▶ Supplied entries
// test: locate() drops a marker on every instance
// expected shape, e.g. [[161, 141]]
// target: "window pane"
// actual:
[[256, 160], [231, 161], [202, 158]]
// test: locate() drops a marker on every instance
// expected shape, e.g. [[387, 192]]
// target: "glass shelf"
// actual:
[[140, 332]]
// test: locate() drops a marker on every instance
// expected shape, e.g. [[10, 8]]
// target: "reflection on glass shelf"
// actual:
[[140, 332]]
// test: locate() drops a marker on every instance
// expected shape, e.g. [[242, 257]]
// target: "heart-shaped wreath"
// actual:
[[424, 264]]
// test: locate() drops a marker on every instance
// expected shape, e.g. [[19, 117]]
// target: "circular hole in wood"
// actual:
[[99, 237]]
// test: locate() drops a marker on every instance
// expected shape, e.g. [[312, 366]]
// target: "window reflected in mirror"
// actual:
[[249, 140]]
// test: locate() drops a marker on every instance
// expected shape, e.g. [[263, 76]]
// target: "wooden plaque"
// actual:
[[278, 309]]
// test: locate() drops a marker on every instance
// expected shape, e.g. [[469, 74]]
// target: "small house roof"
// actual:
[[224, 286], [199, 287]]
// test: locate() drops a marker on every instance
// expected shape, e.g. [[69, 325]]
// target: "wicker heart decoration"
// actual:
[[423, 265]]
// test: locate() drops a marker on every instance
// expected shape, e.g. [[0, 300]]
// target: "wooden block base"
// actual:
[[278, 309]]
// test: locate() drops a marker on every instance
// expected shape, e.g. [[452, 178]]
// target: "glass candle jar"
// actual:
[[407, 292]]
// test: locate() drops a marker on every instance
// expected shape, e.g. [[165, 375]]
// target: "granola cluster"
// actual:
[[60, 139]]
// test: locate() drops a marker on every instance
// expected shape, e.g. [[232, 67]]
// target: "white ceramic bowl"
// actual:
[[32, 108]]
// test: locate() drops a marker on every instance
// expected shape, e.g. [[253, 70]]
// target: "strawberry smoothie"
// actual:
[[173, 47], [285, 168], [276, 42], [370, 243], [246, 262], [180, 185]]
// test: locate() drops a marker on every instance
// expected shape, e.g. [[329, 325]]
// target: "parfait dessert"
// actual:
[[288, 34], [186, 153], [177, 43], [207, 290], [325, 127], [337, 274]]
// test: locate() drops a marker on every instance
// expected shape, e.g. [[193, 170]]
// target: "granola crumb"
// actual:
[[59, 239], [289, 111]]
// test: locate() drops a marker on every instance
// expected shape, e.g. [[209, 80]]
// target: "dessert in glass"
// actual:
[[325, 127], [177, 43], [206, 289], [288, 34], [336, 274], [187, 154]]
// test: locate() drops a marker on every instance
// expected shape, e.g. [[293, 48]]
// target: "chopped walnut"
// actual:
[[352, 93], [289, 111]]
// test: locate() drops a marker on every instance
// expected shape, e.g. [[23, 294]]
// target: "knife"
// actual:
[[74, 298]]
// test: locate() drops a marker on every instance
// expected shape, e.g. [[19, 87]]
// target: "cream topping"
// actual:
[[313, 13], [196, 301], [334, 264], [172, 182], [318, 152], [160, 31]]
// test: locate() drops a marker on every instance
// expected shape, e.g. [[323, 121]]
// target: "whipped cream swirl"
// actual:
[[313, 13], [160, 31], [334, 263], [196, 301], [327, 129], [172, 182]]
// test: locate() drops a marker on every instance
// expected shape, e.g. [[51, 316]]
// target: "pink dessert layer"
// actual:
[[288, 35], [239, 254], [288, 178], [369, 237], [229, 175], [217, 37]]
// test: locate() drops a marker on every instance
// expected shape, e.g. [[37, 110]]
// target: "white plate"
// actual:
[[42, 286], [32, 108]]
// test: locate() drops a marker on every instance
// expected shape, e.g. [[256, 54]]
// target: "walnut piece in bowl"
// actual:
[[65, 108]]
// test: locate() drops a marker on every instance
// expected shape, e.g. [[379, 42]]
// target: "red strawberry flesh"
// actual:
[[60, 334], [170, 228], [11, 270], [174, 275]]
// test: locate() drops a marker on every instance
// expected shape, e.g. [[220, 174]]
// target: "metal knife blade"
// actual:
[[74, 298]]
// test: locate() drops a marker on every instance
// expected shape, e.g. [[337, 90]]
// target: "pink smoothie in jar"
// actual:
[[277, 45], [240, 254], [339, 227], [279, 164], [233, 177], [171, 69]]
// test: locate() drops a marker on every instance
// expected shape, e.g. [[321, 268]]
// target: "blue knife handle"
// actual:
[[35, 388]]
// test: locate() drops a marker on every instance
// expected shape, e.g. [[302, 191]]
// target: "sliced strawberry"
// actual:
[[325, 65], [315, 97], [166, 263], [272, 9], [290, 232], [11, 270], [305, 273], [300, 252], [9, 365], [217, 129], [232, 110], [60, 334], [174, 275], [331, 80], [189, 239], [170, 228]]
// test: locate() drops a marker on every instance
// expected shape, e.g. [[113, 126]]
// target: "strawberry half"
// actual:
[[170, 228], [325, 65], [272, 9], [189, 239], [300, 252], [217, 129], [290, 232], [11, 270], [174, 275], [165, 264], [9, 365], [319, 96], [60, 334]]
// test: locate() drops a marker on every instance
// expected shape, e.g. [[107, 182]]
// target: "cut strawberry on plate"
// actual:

▶ The exercise
Return the entries above exactly, each one complete.

▶ Task result
// test: locate() drops a marker on every instance
// expected shape, e.g. [[161, 141]]
// target: "window pane"
// actual:
[[256, 160], [231, 161], [202, 158]]
// test: locate() drops a marker on every instance
// expected shape, e.g. [[387, 192]]
// target: "glass shelf"
// actual:
[[140, 332]]
// test: locate() drops a marker on every instance
// expected shape, e.g. [[10, 8]]
// target: "reflection on glass shelf"
// actual:
[[140, 332]]
// test: locate() drops a marker on every instance
// expected shape, e.g. [[242, 257]]
// target: "heart-shaped wreath"
// actual:
[[424, 264]]
// test: locate() drops a marker on every instance
// expected shape, e.g. [[19, 117]]
// target: "circular hole in wood"
// actual:
[[99, 237]]
// test: locate() drops a marker on every instance
// expected shape, e.g. [[312, 366]]
// target: "window reflected in mirror"
// actual:
[[249, 140]]
// test: locate() drops a marker on every instance
// expected shape, e.g. [[263, 76]]
// target: "wooden plaque"
// actual:
[[278, 309]]
// test: locate() drops a marker on every instance
// expected shape, e.g. [[469, 74]]
// target: "small house roof"
// actual:
[[224, 286], [199, 287]]
// test: locate() drops a marker on every instance
// expected shape, e.g. [[69, 325]]
// target: "wicker heart decoration"
// actual:
[[423, 265]]
// test: locate() drops a marker on every instance
// expected shape, e.g. [[0, 300]]
// target: "wooden block base"
// actual:
[[278, 309]]
// test: locate() drops a marker on every instance
// expected shape, e.g. [[452, 178]]
// target: "glass candle jar"
// actual:
[[407, 292]]
// test: locate() drops a marker on every instance
// expected shape, e.g. [[165, 375]]
// target: "granola cluster"
// actual:
[[60, 139]]
// test: locate() drops a marker on every instance
// expected shape, e.g. [[232, 67]]
// target: "white ceramic bowl"
// actual:
[[32, 108]]
// test: locate() drops a marker on every instance
// expected shape, e.g. [[253, 70]]
// target: "strawberry smoothie"
// actual:
[[173, 47], [285, 168], [276, 42], [370, 243], [246, 262], [180, 185]]
// test: locate() drops a marker on every instance
// expected shape, e.g. [[329, 325]]
// target: "parfait dessert"
// actual:
[[288, 34], [186, 153], [177, 43], [207, 290], [325, 127], [337, 274]]
// test: locate() drops a marker on every instance
// expected shape, e.g. [[193, 170]]
// target: "granola crumb"
// actual:
[[59, 239], [289, 111]]
// test: locate() drops a marker on every instance
// expected shape, e.g. [[209, 80]]
// target: "dessert in glass"
// actual:
[[325, 127], [177, 43], [206, 289], [288, 34], [336, 274], [187, 154]]
// test: locate() drops a marker on every instance
// expected shape, e.g. [[293, 48]]
// target: "chopped walnut"
// actual:
[[352, 93], [289, 111]]
// test: locate() drops a marker on every instance
// expected shape, e.g. [[23, 294]]
// target: "knife"
// actual:
[[74, 298]]
// test: locate() drops a marker on every instance
// expected shape, e.g. [[19, 87]]
// target: "cream topping"
// actual:
[[313, 13], [196, 301], [334, 264], [172, 182], [318, 152], [160, 31]]
// test: locate() drops a marker on every instance
// expected shape, e.g. [[323, 121]]
// target: "whipped cream swirl"
// actual:
[[313, 13], [160, 31], [334, 263], [196, 301], [327, 129], [172, 182]]
// test: locate() drops a marker on every instance
// expected shape, e.g. [[51, 316]]
// target: "pink dessert layer"
// actual:
[[288, 35], [239, 254], [288, 178], [369, 237], [229, 175], [217, 37]]
// test: locate() drops a marker on every instance
// expected shape, e.g. [[37, 110]]
// target: "white plate"
// actual:
[[42, 286], [32, 108]]
// test: locate() drops a marker on every instance
// expected shape, e.g. [[256, 54]]
// target: "walnut piece in bowl"
// actual:
[[65, 108]]
// test: locate() drops a marker on every instance
// expected shape, e.g. [[379, 42]]
// target: "red strawberry flesh"
// actual:
[[60, 334], [170, 228], [11, 270], [174, 275]]
// test: locate() drops a marker on every instance
// expected shape, e.g. [[220, 174]]
// target: "metal knife blade"
// actual:
[[74, 298]]
// test: locate() drops a marker on every instance
// expected shape, e.g. [[337, 90]]
// target: "pink smoothie in jar"
// actual:
[[277, 45], [240, 254], [339, 227], [279, 164], [233, 177], [171, 69]]
// test: locate() drops a marker on every instance
// expected shape, e.g. [[321, 268]]
// target: "blue knife handle"
// actual:
[[35, 388]]
// test: locate() drops a marker on every instance
// expected shape, e.g. [[302, 191]]
// target: "sliced strawberry"
// actual:
[[325, 65], [315, 97], [166, 263], [272, 9], [290, 232], [11, 270], [305, 273], [300, 252], [9, 365], [217, 129], [232, 110], [60, 334], [174, 275], [331, 80], [189, 239], [170, 228]]
// test: locate() drops a marker on every instance
// expected shape, e.g. [[113, 126]]
// target: "strawberry half"
// actual:
[[170, 228], [325, 65], [272, 9], [189, 239], [300, 252], [217, 129], [290, 232], [11, 270], [174, 275], [165, 264], [9, 365], [319, 96], [60, 334]]
// test: locate() drops a marker on every instance
// expected shape, e.g. [[107, 182]]
// target: "cut strawberry on plate"
// actual:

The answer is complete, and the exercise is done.